▶ [What you should do]:
Return each line of the data below that contains the string "element". Case counts.

## start Extracted entries

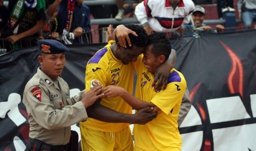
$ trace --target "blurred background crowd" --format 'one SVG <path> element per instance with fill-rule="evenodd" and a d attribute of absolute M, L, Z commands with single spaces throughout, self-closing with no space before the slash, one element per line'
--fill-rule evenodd
<path fill-rule="evenodd" d="M 157 27 L 145 24 L 139 9 L 150 1 L 0 0 L 0 54 L 36 45 L 40 39 L 65 44 L 105 43 L 110 24 L 115 29 L 119 24 L 140 24 L 150 34 Z M 255 0 L 170 1 L 174 10 L 183 1 L 194 6 L 188 21 L 184 19 L 181 25 L 172 25 L 175 30 L 165 32 L 170 36 L 255 28 Z"/>

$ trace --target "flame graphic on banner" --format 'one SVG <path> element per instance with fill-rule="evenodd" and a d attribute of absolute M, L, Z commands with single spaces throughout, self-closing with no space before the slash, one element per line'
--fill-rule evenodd
<path fill-rule="evenodd" d="M 210 151 L 211 149 L 211 141 L 209 140 L 205 140 L 204 142 L 204 147 L 203 151 Z"/>
<path fill-rule="evenodd" d="M 192 90 L 190 91 L 189 96 L 190 97 L 191 102 L 193 102 L 193 100 L 194 99 L 194 96 L 195 96 L 195 94 L 197 93 L 198 88 L 199 88 L 200 85 L 201 85 L 201 83 L 198 83 L 195 85 L 194 88 L 193 88 Z"/>
<path fill-rule="evenodd" d="M 197 93 L 197 90 L 198 90 L 200 85 L 201 83 L 199 83 L 198 84 L 197 84 L 197 85 L 195 85 L 195 87 L 194 87 L 194 88 L 193 88 L 192 90 L 190 91 L 189 96 L 190 97 L 191 102 L 193 102 L 194 97 L 195 96 L 195 95 Z M 196 103 L 196 104 L 198 109 L 199 110 L 200 113 L 201 114 L 203 120 L 204 120 L 204 121 L 205 121 L 206 114 L 204 108 L 199 103 Z"/>
<path fill-rule="evenodd" d="M 199 109 L 201 115 L 202 116 L 203 120 L 204 122 L 205 122 L 206 119 L 206 115 L 205 114 L 205 111 L 204 111 L 204 108 L 198 103 L 197 103 L 197 106 L 198 108 Z"/>
<path fill-rule="evenodd" d="M 231 69 L 227 77 L 227 85 L 231 94 L 240 94 L 243 97 L 243 68 L 238 56 L 227 45 L 220 42 L 231 60 Z"/>

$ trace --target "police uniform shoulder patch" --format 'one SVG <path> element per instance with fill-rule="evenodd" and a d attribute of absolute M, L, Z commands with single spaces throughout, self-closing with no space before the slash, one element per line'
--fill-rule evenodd
<path fill-rule="evenodd" d="M 51 84 L 52 83 L 47 79 L 45 79 L 45 82 L 47 83 L 48 84 Z"/>
<path fill-rule="evenodd" d="M 92 79 L 91 82 L 91 89 L 94 88 L 94 86 L 99 85 L 100 84 L 100 80 L 97 79 Z"/>
<path fill-rule="evenodd" d="M 30 91 L 30 92 L 31 93 L 34 93 L 34 92 L 36 91 L 37 91 L 37 90 L 39 90 L 40 89 L 40 88 L 39 88 L 39 86 L 36 86 L 36 87 L 35 87 L 33 89 L 32 89 L 32 90 Z"/>
<path fill-rule="evenodd" d="M 41 91 L 37 91 L 33 93 L 33 96 L 41 102 Z"/>

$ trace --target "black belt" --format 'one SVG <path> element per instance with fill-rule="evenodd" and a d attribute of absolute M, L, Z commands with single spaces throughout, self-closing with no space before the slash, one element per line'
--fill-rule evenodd
<path fill-rule="evenodd" d="M 52 146 L 37 139 L 29 138 L 25 150 L 67 151 L 68 150 L 69 144 Z"/>

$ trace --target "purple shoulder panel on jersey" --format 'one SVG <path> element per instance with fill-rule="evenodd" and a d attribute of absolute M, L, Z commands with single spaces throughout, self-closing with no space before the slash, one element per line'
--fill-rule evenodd
<path fill-rule="evenodd" d="M 173 71 L 169 76 L 167 84 L 175 82 L 181 82 L 181 78 L 178 72 L 177 72 L 176 71 Z"/>
<path fill-rule="evenodd" d="M 97 52 L 95 55 L 90 60 L 88 64 L 90 63 L 97 63 L 100 61 L 100 59 L 107 51 L 107 48 L 106 47 L 101 49 L 100 51 Z"/>

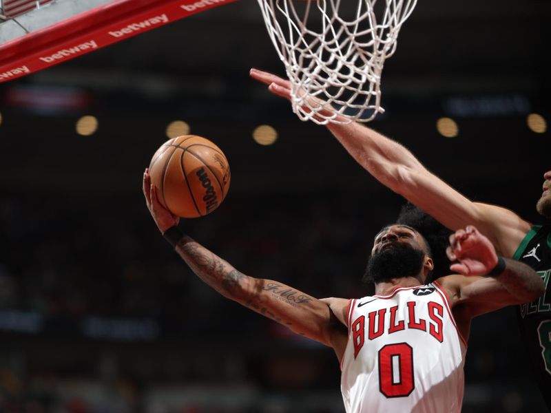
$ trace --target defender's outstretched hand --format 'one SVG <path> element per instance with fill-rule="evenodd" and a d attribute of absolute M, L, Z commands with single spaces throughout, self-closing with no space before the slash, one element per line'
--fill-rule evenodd
<path fill-rule="evenodd" d="M 159 230 L 165 233 L 169 228 L 178 225 L 180 218 L 160 204 L 157 199 L 156 188 L 151 183 L 149 168 L 143 173 L 143 188 L 145 203 Z"/>
<path fill-rule="evenodd" d="M 281 96 L 282 98 L 285 98 L 289 101 L 292 100 L 291 84 L 289 80 L 280 78 L 273 73 L 254 68 L 251 69 L 249 74 L 253 79 L 256 79 L 259 82 L 268 85 L 268 90 L 273 94 Z M 296 92 L 296 94 L 302 98 L 305 94 L 302 89 L 300 89 Z M 302 107 L 307 113 L 309 113 L 313 109 L 326 118 L 334 118 L 338 122 L 344 122 L 346 120 L 344 116 L 336 113 L 331 105 L 313 96 L 309 96 L 303 99 L 302 100 Z M 315 116 L 315 118 L 320 120 L 320 118 L 318 116 Z"/>
<path fill-rule="evenodd" d="M 459 261 L 450 269 L 464 275 L 485 275 L 497 264 L 494 246 L 472 225 L 450 235 L 446 253 L 450 261 Z"/>
<path fill-rule="evenodd" d="M 288 80 L 255 68 L 251 69 L 249 74 L 253 79 L 267 85 L 268 90 L 273 94 L 291 100 L 291 82 Z"/>

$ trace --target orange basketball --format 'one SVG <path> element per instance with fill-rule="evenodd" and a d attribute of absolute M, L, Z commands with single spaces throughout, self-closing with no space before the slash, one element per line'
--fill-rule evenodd
<path fill-rule="evenodd" d="M 184 218 L 210 213 L 229 188 L 226 156 L 212 142 L 195 135 L 165 142 L 151 160 L 149 176 L 159 202 Z"/>

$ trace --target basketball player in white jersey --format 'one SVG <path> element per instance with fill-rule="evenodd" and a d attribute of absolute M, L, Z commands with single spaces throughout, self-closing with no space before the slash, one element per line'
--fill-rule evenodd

## end Extracted entries

▶ [Response for this exercise]:
$ trace --target "blurred background crowd" --format 'one SVG <path> element per instance with fill-rule="evenodd" and a d attribute of absolute M, L, Z commands with single spaces throughout, self-closing with no space before the slash, one element per line'
$ trace --target "flame graphic on banner" --format 'one SVG <path> element per instance with fill-rule="evenodd" and a d attribute of absolute M, L, Z commands with single spaces throughout, self-closing with no space before the slash, one element per line'
$ trace --target "police uniform shoulder patch" --format 'one SVG <path> element per instance with fill-rule="evenodd" and a d attribute of absolute M, L, Z commands with single spaces throughout, self-closing with no space before the slash, one element per line'
$ trace --target "black belt" --format 'one SVG <path> element per instance with fill-rule="evenodd" and a d attribute of absolute M, L, Z commands with single spaces throughout, self-closing with no space before the slash, one element per line'
$ trace --target "purple shoulder panel on jersey" --format 'one SVG <path> element per instance with fill-rule="evenodd" and a d attribute of absolute M, L, Z commands with single spaces throughout, self-closing with no space before the slash, one element per line'
$ trace --target defender's outstretched hand --format 'one SVG <path> element per instance with fill-rule="evenodd" and a d attribute of absolute M, L, Z commands with single spaces throughout, self-closing with no space before the slash, one element per line'
$ trace --target orange basketball --format 'one SVG <path> element per instance with fill-rule="evenodd" and a d attribute of absolute M, L, Z commands with single spaces throughout, self-closing with no space before the slash, one element per line'
$ trace --target basketball player in white jersey --format 'one SVG <path> element per instance with fill-rule="evenodd" and a d attribute of absolute M, L, Z commands with single spaces throughout, self-closing with no space before the slash, one element per line'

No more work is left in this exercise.